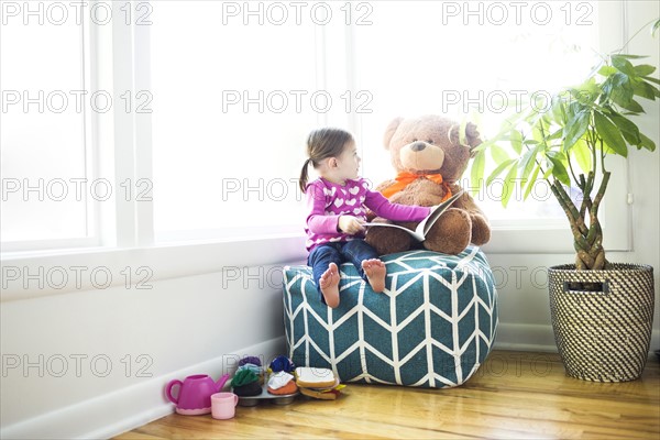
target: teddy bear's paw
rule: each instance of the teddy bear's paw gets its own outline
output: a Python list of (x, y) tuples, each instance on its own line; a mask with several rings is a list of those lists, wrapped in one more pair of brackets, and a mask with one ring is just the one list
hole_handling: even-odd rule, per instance
[(424, 246), (429, 251), (457, 255), (468, 248), (472, 240), (472, 221), (462, 209), (449, 209), (438, 219), (427, 234)]
[(488, 221), (481, 215), (472, 216), (472, 243), (476, 245), (486, 244), (491, 241), (491, 227)]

Challenge:
Omit the pictures and output all of the other material exactly.

Complete output:
target: teddy bear's paw
rule: each instance of the teddy bear's paw gets its own outline
output: a Python list of (x, y) tuples, each instance on its own line; a mask with several rings is a list of those lists, wrapped in one more pair of brackets, and a mask with one ring is just the one list
hole_handling: even-odd rule, per instance
[(424, 246), (429, 251), (457, 255), (468, 248), (472, 240), (472, 221), (462, 209), (449, 209), (438, 219), (427, 234)]
[(488, 221), (481, 215), (472, 216), (472, 243), (476, 245), (486, 244), (491, 241), (491, 227)]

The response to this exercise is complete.